WORK INSTRUCTIONS:
Answer these questions using the xen-blkfront bug report thread below.
(a) On what date was the patch written, according to its header?
(b) What subject line does the patch carry?
(c) How many insertions and how many deletions does the patch summary list?

READING PASSAGE:

At this point I can only say that something is certainly
wrong. Apologies if this is an already known problem.

-- 
Vitaly


Re: [BUG report] Deadlock in xen-blkfront upon device hot-unplug
Posted by Christoph Hellwig 2 years, 8 months ago
On Thu, Jul 15, 2021 at 11:16:30AM +0200, Vitaly Kuznetsov wrote:
> I'm observing a deadlock every time I try to unplug a xen-blkfront
> device. With 5.14-rc1+ the deadlock looks like:

I did actually stumble over this a few days ago just from code
inspection.  Below is what I come up with, can you give it a spin?

---
From 4fef3b917af51153dd99a958ee9064f0de3a8b6a Mon Sep 17 00:00:00 2001
From: Christoph Hellwig <hch@lst.de>
Date: Tue, 29 Jun 2021 13:49:22 +0200
Subject: xen-blkfront: sanitize the removal state machine

xen-blkfront has a weird protocol where close message from the remote
side can be delayed, and where hot removals are treated somewhat
differently from regular removals, all leading to potential NULL
pointer removals.  Fix this by just performing normal hot removals
even when the device is opened like all other Linux block drivers.

Signed-off-by: Christoph Hellwig <hch@lst.de>
---
 drivers/block/xen-blkfront.c | 182 +++--------------------------------
 1 file changed, 16 insertions(+), 166 deletions(-)

diff --git a/drivers/block/xen-blkfront.c b/drivers/block/xen-blkfront.c
index 8d49f8fa98bb..0ba37c97aabd 100644
--- a/drivers/block/xen-blkfront.c
+++ b/drivers/block/xen-blkfront.c
@@ -502,34 +502,21 @@ static int blkif_getgeo(struct block_device *bd, struct hd_geometry *hg)
 static int blkif_ioctl(struct block_device *bdev, fmode_t mode,
 		       unsigned command, unsigned long argument)
 {
-	struct blkfront_info *info = bdev->bd_disk->private_data;
 	int i;
 
-	dev_dbg(&info->xbdev->dev, "command: 0x%x, argument: 0x%lx\n",
-		command, (long)argument);
-
 	switch (command) {
 	case CDROMMULTISESSION:
-		dev_dbg(&info->xbdev->dev, "FIXME: support multisession CDs later\n");
 		for (i = 0; i < sizeof(struct cdrom_multisession); i++)
 			if (put_user(0, (char __user *)(argument + i)))
 				return -EFAULT;
 		return 0;
-
-	case CDROM_GET_CAPABILITY: {
-		struct gendisk *gd = info->gd;
-		if (gd->flags & GENHD_FL_CD)
+	case CDROM_GET_CAPABILITY:
+		if (bdev->bd_disk->flags & GENHD_FL_CD)

Point-based annotation data
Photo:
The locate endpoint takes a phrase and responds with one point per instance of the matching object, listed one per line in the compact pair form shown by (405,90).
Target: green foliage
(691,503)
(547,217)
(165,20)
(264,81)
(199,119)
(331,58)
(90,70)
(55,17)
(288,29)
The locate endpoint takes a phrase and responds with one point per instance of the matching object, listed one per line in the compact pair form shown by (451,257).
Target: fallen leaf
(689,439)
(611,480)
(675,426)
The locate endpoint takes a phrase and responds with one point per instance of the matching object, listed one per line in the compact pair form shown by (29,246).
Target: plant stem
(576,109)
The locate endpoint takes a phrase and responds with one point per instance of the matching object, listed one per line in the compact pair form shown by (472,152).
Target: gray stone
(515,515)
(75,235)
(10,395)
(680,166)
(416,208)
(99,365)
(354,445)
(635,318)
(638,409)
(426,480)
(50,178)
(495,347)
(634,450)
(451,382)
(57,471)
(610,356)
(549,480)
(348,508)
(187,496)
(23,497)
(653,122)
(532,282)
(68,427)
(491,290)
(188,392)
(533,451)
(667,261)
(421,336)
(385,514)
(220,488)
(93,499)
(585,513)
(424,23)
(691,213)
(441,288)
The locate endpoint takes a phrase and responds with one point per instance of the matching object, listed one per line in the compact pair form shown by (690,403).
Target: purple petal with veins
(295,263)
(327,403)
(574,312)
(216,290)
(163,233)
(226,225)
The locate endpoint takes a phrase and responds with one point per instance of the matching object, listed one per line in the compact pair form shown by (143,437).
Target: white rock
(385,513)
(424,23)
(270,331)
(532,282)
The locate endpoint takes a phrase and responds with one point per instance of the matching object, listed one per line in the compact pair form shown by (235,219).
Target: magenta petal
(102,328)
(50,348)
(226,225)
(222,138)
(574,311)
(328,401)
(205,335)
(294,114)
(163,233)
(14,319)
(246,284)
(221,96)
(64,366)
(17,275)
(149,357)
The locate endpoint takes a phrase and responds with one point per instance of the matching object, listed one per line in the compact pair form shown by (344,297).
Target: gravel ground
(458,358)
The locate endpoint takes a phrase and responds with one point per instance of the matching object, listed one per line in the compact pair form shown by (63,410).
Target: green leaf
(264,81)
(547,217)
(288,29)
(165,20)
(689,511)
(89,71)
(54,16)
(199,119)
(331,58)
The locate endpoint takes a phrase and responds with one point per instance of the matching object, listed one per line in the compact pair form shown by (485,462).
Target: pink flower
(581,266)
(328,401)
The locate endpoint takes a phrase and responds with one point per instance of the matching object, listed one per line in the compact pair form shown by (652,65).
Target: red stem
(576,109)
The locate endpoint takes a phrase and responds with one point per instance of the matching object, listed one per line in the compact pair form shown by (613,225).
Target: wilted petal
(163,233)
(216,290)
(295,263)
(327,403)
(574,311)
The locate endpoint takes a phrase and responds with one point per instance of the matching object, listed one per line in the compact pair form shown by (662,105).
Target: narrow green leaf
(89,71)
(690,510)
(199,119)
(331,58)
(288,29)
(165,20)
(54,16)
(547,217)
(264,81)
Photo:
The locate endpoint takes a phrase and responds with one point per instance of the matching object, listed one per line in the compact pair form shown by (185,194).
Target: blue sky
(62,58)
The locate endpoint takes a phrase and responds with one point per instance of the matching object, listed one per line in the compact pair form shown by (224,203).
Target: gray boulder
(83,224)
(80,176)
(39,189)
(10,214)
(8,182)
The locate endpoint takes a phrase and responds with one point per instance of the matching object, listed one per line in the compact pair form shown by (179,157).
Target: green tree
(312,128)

WRITTEN REPLY:
(a) Tue, 29 Jun 2021
(b) xen-blkfront: sanitize the removal state machine
(c) 16 insertions and 166 deletions